-------- RECORDED DATA --------
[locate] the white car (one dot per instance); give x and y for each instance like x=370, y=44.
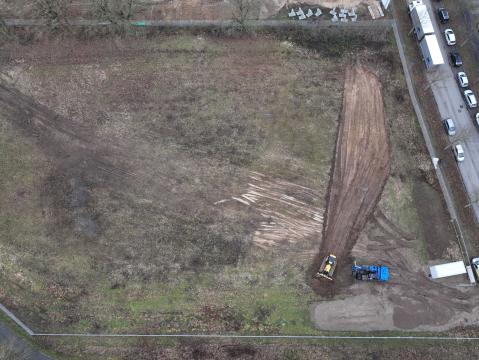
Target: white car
x=449, y=127
x=462, y=78
x=459, y=153
x=450, y=37
x=470, y=98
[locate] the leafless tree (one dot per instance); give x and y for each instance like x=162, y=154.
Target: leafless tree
x=115, y=11
x=54, y=12
x=244, y=10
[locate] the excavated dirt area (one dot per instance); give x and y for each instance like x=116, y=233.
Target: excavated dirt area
x=360, y=170
x=358, y=227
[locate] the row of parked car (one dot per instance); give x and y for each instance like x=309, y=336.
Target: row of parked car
x=462, y=80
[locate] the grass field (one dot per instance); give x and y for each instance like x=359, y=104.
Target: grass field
x=181, y=126
x=133, y=223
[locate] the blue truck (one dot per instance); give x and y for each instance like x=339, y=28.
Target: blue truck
x=371, y=272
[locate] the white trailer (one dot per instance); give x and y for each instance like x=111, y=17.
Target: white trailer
x=413, y=3
x=470, y=273
x=449, y=269
x=421, y=21
x=431, y=52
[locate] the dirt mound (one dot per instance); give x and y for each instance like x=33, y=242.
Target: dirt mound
x=361, y=167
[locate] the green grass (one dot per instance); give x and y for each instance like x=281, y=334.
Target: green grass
x=195, y=117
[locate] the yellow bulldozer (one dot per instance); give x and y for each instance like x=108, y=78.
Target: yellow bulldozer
x=326, y=270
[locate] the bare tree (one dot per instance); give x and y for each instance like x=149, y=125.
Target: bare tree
x=115, y=11
x=55, y=12
x=244, y=10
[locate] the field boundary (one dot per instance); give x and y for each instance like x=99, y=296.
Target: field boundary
x=273, y=24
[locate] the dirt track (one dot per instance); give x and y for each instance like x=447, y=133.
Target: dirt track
x=361, y=164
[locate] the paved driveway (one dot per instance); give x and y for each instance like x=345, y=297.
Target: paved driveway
x=450, y=103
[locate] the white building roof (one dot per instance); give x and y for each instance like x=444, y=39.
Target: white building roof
x=434, y=49
x=449, y=269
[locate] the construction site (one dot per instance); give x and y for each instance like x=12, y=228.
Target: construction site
x=200, y=182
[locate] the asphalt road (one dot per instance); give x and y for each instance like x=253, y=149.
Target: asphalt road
x=451, y=104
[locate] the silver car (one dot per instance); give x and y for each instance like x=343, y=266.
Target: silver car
x=449, y=127
x=470, y=98
x=462, y=78
x=459, y=153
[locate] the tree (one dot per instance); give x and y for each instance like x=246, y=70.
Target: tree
x=55, y=12
x=115, y=11
x=244, y=10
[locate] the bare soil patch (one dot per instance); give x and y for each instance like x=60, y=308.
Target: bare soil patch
x=361, y=166
x=124, y=228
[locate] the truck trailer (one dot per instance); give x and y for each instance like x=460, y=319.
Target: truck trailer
x=421, y=21
x=448, y=269
x=431, y=52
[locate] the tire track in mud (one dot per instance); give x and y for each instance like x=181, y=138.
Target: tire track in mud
x=360, y=169
x=79, y=164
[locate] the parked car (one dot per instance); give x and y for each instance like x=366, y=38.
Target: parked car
x=450, y=37
x=449, y=127
x=459, y=153
x=456, y=59
x=470, y=98
x=443, y=15
x=475, y=267
x=462, y=78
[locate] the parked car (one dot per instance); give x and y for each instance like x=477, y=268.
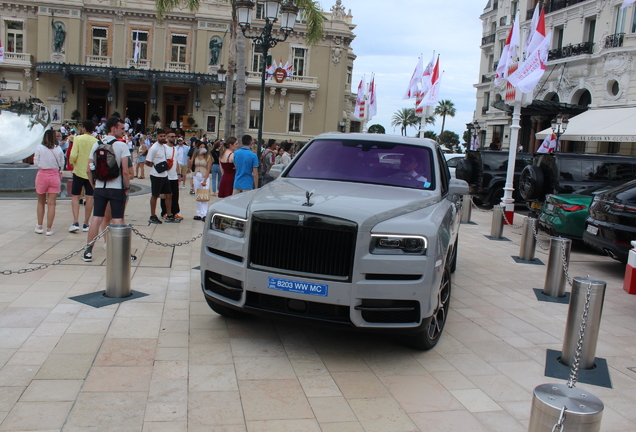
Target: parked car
x=343, y=238
x=565, y=214
x=486, y=170
x=566, y=173
x=611, y=226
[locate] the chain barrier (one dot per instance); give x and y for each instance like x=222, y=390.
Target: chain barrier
x=564, y=261
x=574, y=374
x=558, y=426
x=56, y=262
x=536, y=236
x=149, y=240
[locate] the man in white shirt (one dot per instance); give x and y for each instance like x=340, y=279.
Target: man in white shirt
x=113, y=191
x=159, y=182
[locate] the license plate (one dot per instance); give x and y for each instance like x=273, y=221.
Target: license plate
x=298, y=287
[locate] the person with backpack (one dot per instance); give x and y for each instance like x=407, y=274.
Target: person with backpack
x=108, y=173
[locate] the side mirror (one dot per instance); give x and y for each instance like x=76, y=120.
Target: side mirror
x=458, y=187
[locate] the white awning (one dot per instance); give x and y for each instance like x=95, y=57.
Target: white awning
x=605, y=125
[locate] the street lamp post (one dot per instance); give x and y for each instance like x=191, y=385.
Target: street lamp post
x=559, y=125
x=220, y=96
x=265, y=41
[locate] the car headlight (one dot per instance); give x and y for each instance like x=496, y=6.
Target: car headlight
x=392, y=244
x=230, y=225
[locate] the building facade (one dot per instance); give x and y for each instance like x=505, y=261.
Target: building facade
x=105, y=56
x=590, y=68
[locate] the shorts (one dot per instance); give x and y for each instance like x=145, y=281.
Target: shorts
x=116, y=198
x=47, y=181
x=78, y=184
x=159, y=185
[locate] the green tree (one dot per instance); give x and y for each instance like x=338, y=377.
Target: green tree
x=445, y=108
x=404, y=118
x=310, y=13
x=451, y=140
x=377, y=129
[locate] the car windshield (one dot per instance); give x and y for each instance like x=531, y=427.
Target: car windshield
x=361, y=161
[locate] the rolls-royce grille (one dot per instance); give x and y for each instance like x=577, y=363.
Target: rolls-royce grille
x=303, y=244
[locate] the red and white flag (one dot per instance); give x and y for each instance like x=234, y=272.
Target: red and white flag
x=432, y=95
x=373, y=103
x=537, y=32
x=528, y=75
x=359, y=110
x=509, y=51
x=548, y=145
x=416, y=79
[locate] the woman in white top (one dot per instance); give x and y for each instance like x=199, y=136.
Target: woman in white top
x=49, y=159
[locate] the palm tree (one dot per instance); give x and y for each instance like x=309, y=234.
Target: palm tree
x=404, y=118
x=310, y=14
x=445, y=108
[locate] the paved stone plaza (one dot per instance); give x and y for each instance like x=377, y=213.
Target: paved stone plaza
x=167, y=363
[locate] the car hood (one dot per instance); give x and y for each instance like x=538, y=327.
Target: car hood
x=365, y=204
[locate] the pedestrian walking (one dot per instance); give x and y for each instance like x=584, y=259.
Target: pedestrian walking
x=49, y=158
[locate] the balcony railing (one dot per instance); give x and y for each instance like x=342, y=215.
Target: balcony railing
x=615, y=40
x=177, y=67
x=486, y=40
x=97, y=61
x=17, y=58
x=141, y=64
x=571, y=50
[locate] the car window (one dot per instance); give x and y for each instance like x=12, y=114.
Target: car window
x=374, y=162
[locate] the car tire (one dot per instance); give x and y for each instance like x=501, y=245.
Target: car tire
x=466, y=171
x=434, y=325
x=531, y=183
x=224, y=310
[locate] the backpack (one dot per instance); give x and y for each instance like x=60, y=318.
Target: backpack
x=106, y=167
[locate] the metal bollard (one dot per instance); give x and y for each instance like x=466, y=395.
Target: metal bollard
x=555, y=275
x=466, y=209
x=573, y=323
x=496, y=230
x=118, y=261
x=528, y=242
x=583, y=413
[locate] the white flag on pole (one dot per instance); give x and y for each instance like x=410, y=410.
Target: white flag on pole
x=358, y=112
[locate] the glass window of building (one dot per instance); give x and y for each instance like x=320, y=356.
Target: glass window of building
x=15, y=36
x=300, y=60
x=179, y=46
x=295, y=117
x=100, y=41
x=143, y=44
x=254, y=110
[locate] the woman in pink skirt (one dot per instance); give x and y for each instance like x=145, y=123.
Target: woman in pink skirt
x=49, y=158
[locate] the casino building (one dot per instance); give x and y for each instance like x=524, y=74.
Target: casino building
x=79, y=55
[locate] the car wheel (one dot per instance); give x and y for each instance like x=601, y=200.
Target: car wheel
x=435, y=326
x=224, y=310
x=531, y=183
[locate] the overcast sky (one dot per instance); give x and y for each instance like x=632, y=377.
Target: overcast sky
x=391, y=35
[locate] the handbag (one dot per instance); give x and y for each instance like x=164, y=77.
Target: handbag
x=203, y=195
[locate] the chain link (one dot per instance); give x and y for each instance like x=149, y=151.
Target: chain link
x=536, y=235
x=564, y=262
x=149, y=240
x=57, y=261
x=574, y=374
x=558, y=426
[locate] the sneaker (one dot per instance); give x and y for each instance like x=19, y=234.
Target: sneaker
x=88, y=255
x=154, y=219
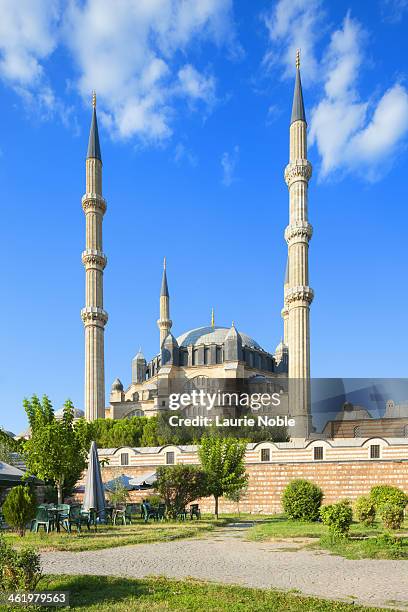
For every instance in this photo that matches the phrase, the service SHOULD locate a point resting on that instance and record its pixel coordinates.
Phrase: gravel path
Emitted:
(224, 556)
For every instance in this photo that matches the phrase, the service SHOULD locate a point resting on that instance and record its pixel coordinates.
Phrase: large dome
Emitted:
(212, 335)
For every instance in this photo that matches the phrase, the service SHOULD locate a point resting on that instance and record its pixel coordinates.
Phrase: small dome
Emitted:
(139, 356)
(352, 412)
(281, 348)
(117, 385)
(212, 335)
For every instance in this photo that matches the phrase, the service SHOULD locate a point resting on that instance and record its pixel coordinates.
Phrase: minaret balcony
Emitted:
(300, 170)
(300, 295)
(93, 258)
(93, 315)
(93, 202)
(300, 231)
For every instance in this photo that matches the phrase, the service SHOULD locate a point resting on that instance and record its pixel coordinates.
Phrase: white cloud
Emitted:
(130, 53)
(292, 25)
(196, 85)
(229, 162)
(181, 153)
(351, 133)
(28, 36)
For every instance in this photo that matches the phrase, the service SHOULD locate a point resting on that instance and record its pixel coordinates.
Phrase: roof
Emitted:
(298, 108)
(212, 335)
(94, 149)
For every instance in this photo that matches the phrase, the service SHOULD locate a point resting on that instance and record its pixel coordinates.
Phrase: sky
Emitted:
(194, 100)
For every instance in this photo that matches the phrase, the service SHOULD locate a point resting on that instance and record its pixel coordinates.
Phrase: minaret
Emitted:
(298, 294)
(164, 323)
(94, 260)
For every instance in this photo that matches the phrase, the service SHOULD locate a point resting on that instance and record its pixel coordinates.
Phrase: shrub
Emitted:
(392, 516)
(180, 485)
(365, 510)
(301, 500)
(20, 570)
(338, 517)
(386, 494)
(119, 493)
(154, 500)
(19, 508)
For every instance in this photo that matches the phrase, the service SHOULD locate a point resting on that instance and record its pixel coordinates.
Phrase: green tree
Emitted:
(56, 451)
(301, 500)
(19, 507)
(223, 462)
(179, 485)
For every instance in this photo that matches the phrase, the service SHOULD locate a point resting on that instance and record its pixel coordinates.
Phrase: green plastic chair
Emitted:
(42, 518)
(149, 512)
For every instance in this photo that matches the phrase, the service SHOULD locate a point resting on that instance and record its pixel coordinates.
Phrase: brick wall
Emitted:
(267, 481)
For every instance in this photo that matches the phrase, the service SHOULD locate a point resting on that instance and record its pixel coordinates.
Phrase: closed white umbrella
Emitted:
(94, 496)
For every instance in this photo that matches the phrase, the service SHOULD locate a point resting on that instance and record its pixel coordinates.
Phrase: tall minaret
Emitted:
(164, 323)
(94, 260)
(298, 294)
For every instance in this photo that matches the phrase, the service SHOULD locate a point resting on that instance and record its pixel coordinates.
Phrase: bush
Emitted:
(392, 516)
(338, 517)
(119, 493)
(386, 494)
(301, 500)
(154, 500)
(20, 570)
(19, 508)
(365, 510)
(180, 485)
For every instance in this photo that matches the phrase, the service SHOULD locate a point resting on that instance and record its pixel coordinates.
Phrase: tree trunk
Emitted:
(59, 492)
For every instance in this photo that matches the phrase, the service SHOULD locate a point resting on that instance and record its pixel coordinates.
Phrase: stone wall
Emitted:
(338, 480)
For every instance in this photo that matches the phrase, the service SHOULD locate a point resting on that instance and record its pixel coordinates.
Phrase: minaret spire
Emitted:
(164, 323)
(298, 107)
(298, 293)
(93, 315)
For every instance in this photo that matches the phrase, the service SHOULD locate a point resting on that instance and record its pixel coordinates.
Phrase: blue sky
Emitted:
(194, 102)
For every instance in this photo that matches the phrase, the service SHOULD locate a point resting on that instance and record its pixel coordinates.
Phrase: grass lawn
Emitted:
(108, 536)
(106, 594)
(364, 542)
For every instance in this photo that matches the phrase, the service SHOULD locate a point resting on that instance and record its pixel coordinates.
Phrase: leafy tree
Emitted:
(392, 516)
(301, 500)
(19, 507)
(56, 451)
(20, 570)
(387, 494)
(223, 462)
(365, 510)
(338, 517)
(180, 485)
(119, 493)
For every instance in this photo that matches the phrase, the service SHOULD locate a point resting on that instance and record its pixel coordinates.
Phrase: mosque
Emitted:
(202, 357)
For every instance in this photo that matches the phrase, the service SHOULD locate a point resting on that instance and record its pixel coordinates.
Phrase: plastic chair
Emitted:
(195, 511)
(42, 518)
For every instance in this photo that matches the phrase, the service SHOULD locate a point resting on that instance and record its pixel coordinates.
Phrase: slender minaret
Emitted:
(298, 294)
(164, 323)
(94, 260)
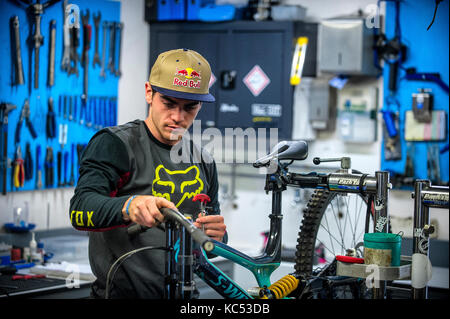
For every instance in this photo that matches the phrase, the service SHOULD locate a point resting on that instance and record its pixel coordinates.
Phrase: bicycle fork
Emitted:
(179, 282)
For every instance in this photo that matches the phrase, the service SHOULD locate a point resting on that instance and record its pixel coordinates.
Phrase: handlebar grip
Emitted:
(136, 229)
(197, 235)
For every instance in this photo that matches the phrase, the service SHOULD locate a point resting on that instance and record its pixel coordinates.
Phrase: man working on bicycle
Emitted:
(127, 173)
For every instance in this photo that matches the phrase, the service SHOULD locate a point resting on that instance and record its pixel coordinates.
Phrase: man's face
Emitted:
(169, 117)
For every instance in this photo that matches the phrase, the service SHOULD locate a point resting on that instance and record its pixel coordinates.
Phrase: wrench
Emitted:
(96, 59)
(37, 38)
(18, 54)
(74, 58)
(65, 61)
(51, 56)
(112, 45)
(120, 35)
(105, 27)
(86, 46)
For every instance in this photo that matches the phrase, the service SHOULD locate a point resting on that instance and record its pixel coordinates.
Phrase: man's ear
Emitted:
(148, 92)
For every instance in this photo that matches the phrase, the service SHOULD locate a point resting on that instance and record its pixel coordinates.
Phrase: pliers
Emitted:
(51, 121)
(19, 171)
(49, 168)
(25, 115)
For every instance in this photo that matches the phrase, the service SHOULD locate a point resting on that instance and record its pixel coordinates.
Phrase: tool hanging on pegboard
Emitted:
(16, 52)
(298, 60)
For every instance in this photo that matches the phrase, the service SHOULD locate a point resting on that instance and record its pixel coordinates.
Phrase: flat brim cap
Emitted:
(183, 74)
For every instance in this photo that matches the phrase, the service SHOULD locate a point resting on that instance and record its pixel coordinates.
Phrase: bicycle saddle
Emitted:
(285, 150)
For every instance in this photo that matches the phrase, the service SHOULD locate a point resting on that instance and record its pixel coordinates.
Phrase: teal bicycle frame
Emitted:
(262, 266)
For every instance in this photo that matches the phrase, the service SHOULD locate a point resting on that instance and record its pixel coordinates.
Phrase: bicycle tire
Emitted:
(313, 215)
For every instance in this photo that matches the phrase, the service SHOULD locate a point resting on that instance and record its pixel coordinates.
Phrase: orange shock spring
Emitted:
(284, 286)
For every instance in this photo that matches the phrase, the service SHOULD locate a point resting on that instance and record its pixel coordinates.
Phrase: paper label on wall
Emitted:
(256, 80)
(212, 80)
(273, 110)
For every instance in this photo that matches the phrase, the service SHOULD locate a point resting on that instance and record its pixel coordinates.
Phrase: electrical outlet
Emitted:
(405, 224)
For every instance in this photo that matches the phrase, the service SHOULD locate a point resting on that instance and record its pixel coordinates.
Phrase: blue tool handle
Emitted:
(38, 156)
(31, 128)
(390, 123)
(17, 135)
(66, 160)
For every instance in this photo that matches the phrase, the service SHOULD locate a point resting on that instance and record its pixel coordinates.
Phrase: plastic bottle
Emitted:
(33, 245)
(35, 255)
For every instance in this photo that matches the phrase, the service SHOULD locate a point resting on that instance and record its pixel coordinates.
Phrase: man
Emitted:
(127, 174)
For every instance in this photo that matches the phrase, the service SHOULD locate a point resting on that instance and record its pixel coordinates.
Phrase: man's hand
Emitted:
(144, 210)
(214, 226)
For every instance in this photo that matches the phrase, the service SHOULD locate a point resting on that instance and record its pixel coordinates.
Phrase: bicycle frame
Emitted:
(261, 266)
(182, 260)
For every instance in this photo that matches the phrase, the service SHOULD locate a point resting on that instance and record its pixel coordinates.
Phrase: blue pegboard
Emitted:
(65, 85)
(427, 51)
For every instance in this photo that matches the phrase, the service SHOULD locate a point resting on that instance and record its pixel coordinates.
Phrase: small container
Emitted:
(382, 249)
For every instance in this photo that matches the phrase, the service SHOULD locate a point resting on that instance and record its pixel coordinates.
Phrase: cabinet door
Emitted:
(257, 100)
(206, 43)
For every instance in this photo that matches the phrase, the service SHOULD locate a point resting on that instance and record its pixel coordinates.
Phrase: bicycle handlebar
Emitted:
(197, 234)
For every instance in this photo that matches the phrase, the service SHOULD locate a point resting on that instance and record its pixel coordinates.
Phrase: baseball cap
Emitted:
(182, 73)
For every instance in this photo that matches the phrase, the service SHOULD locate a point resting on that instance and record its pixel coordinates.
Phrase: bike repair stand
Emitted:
(425, 196)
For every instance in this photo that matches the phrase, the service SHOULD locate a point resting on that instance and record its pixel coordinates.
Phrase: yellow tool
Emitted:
(298, 60)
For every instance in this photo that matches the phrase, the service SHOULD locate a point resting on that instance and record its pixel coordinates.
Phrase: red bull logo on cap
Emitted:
(192, 78)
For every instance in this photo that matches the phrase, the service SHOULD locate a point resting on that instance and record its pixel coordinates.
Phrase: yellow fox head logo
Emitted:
(166, 185)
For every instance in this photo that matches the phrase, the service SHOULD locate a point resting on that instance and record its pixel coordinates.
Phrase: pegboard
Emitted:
(428, 52)
(100, 107)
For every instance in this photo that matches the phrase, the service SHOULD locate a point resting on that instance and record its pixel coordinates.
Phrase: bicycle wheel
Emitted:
(332, 223)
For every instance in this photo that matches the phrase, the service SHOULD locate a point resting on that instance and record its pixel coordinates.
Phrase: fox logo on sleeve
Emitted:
(177, 185)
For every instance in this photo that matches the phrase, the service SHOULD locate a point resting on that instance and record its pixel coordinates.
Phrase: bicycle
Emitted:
(182, 259)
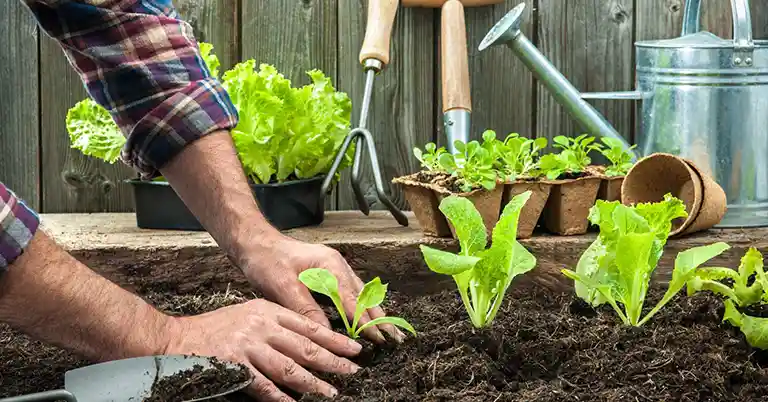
--------
**TASK DIRECTIONS**
Among the entries above, the line containing "Target: green tree", the line containing "[locate] the balcony", and all lines between them are to be restated word for word; nothing else belongs in the reply.

**THE ANSWER**
Target: green tree
x=445, y=108
x=404, y=118
x=310, y=13
x=451, y=140
x=377, y=129
[locate] the car windshield (one dot per instance); give x and y for each instance like x=531, y=427.
Target: car windshield
x=361, y=161
[locate] the rolls-royce grille (one dot per instance); give x and y for each instance like x=577, y=363.
Target: rolls-royce grille
x=303, y=244
[locate] the red and white flag (one dot per instance); give x and y for each instance like x=234, y=272.
Target: red and white flag
x=432, y=95
x=373, y=103
x=537, y=32
x=528, y=75
x=359, y=110
x=509, y=51
x=548, y=145
x=416, y=79
[locate] the woman in white top (one dot per instance); give x and y for each instance like x=199, y=136.
Target: woman in white top
x=49, y=159
[locate] the palm tree (one dot per instance); give x and y for each instance like x=309, y=234.
Target: palm tree
x=404, y=118
x=310, y=14
x=445, y=108
[locate] the paved stone plaza (one dot per instance); give x and y for each instance like x=377, y=213.
Target: paved stone plaza
x=167, y=363
[locate] the car hood (one dot per instance); give x and y for each instance like x=538, y=327.
Target: car hood
x=365, y=204
[locate] the pedestrian walking (one dot per instance); give x and y for each instance like x=584, y=259.
Target: pedestrian walking
x=49, y=158
[locate] the balcony railing (one dot per instance); give x and y for each instance like x=342, y=215.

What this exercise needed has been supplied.